____ RECORDS PROVIDED

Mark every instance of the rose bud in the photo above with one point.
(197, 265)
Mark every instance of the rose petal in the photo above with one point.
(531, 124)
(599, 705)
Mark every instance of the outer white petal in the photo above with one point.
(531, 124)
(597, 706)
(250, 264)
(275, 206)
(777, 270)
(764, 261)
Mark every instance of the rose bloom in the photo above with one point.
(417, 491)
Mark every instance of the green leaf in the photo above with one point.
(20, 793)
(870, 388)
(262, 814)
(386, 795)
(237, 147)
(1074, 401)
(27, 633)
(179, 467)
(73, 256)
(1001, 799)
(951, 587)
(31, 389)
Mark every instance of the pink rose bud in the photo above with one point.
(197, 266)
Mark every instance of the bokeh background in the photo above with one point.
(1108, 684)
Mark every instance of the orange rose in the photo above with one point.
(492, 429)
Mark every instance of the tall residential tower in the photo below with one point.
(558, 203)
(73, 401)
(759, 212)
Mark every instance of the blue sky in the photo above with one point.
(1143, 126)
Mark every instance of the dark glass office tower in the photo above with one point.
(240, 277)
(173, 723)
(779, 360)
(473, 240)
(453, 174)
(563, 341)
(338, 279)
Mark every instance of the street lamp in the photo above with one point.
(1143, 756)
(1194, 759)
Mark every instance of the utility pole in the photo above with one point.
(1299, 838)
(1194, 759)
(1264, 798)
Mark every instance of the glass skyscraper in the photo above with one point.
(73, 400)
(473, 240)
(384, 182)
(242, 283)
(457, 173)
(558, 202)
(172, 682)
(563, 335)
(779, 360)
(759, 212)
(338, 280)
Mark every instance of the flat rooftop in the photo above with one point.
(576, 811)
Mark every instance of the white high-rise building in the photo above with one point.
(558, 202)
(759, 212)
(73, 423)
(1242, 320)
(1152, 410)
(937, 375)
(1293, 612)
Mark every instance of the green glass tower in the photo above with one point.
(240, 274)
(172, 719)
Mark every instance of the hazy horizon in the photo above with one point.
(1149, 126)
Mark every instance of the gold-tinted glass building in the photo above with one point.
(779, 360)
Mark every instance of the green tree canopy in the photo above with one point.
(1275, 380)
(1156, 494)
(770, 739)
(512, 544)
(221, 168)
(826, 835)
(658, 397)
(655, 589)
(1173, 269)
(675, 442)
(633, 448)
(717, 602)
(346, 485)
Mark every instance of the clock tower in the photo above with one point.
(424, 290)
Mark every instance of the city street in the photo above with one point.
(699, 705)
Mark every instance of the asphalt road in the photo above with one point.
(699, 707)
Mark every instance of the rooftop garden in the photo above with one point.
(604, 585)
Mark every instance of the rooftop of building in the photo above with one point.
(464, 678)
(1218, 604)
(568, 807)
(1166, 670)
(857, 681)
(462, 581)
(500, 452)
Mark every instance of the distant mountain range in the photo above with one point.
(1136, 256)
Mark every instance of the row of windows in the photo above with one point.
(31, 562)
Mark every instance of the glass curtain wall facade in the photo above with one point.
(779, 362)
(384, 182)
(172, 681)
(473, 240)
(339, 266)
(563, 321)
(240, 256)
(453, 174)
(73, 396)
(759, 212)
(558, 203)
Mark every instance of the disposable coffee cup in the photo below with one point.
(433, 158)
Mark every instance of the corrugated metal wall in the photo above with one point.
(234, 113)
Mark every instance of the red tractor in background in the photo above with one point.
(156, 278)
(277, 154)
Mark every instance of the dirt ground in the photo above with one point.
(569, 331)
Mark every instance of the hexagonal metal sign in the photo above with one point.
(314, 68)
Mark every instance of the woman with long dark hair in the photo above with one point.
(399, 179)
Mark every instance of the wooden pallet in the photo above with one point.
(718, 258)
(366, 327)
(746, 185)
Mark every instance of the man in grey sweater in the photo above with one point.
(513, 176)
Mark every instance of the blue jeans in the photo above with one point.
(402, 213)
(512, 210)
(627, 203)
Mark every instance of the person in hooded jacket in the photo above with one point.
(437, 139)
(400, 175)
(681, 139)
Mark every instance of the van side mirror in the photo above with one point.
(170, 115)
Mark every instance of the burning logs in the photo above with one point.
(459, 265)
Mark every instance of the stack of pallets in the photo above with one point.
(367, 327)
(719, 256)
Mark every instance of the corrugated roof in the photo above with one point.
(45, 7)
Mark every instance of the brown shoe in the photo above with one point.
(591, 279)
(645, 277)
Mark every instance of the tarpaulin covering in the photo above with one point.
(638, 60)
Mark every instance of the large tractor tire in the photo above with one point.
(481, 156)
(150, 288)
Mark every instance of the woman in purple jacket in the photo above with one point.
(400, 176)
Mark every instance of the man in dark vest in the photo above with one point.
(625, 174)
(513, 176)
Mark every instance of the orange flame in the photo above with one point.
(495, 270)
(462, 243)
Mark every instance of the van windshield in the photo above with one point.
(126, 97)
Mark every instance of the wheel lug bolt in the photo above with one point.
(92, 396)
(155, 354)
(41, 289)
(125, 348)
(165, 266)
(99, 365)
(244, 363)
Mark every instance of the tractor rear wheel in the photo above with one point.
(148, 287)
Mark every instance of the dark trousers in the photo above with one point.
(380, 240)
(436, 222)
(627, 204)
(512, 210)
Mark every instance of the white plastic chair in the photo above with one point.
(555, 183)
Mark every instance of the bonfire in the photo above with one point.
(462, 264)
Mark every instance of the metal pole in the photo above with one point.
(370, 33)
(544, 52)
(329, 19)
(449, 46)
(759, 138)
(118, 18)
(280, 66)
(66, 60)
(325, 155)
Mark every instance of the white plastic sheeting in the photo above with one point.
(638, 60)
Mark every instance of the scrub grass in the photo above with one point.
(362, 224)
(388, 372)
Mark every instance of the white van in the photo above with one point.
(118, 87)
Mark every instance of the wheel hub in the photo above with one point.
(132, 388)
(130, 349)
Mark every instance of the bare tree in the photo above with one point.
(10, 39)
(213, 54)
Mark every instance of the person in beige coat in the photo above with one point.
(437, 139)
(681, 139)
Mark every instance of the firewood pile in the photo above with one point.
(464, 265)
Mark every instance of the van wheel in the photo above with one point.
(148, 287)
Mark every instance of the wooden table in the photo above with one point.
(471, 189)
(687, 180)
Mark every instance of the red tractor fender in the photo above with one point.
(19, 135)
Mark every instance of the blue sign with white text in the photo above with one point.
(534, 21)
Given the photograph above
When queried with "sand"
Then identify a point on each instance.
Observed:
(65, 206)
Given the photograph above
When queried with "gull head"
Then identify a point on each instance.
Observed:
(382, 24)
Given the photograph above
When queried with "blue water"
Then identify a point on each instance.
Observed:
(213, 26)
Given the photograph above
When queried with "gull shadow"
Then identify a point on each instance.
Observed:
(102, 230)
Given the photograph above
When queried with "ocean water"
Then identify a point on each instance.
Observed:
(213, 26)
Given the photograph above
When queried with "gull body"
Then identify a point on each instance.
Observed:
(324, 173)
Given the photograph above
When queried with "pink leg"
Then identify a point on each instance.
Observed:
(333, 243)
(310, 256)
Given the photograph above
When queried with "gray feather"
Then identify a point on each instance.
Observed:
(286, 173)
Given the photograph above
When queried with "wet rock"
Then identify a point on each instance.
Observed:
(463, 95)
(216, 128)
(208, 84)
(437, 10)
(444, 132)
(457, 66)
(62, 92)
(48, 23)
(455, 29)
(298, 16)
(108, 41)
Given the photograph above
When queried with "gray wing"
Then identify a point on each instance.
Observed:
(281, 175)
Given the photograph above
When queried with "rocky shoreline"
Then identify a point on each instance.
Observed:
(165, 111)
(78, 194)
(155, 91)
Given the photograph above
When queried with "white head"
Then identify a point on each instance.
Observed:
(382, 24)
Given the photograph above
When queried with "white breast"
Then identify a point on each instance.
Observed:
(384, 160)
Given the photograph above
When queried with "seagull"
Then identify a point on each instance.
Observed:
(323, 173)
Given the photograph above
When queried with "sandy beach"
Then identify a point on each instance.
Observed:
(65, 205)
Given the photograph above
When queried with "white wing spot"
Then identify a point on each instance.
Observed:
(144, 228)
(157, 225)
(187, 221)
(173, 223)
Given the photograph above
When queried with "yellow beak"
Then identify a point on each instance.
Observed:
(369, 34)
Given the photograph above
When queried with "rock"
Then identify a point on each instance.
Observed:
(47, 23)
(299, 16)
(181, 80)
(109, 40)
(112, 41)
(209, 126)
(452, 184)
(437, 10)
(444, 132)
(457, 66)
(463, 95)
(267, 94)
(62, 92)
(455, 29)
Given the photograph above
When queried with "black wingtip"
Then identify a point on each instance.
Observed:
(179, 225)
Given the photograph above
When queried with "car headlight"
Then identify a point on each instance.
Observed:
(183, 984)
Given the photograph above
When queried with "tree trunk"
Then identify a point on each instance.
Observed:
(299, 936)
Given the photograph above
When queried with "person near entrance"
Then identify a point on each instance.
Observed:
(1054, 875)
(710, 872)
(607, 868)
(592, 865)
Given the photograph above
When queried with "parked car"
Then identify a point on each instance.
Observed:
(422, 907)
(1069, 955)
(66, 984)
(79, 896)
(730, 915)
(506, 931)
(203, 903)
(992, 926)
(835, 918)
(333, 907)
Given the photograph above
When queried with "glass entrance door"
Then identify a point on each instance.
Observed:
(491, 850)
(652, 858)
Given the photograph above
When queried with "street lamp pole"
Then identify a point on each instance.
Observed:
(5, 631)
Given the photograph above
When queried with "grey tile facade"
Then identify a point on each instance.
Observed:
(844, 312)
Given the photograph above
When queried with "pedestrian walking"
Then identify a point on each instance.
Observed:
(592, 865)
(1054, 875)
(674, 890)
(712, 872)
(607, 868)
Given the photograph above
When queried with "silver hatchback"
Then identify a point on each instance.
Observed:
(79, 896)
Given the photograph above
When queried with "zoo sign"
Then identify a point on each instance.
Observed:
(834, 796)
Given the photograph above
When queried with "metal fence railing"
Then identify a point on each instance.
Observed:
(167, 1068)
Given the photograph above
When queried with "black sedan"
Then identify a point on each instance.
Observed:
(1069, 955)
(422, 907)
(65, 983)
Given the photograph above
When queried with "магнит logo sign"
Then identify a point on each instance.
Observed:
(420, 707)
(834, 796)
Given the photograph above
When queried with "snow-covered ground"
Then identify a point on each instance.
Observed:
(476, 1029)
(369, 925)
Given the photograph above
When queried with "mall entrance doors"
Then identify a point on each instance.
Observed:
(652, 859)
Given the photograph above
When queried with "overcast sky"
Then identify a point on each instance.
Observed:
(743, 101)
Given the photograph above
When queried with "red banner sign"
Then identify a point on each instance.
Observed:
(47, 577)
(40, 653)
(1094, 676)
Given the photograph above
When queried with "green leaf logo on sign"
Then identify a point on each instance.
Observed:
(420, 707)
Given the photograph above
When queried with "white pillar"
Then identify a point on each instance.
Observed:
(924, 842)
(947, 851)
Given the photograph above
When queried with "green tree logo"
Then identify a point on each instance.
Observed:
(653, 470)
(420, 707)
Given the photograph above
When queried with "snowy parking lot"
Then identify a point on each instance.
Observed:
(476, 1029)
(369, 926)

________

= ACTIVITY =
Where a line in the listing holds the string "logo", include it in the count, then report the total alone.

= TASK RESPONSE =
3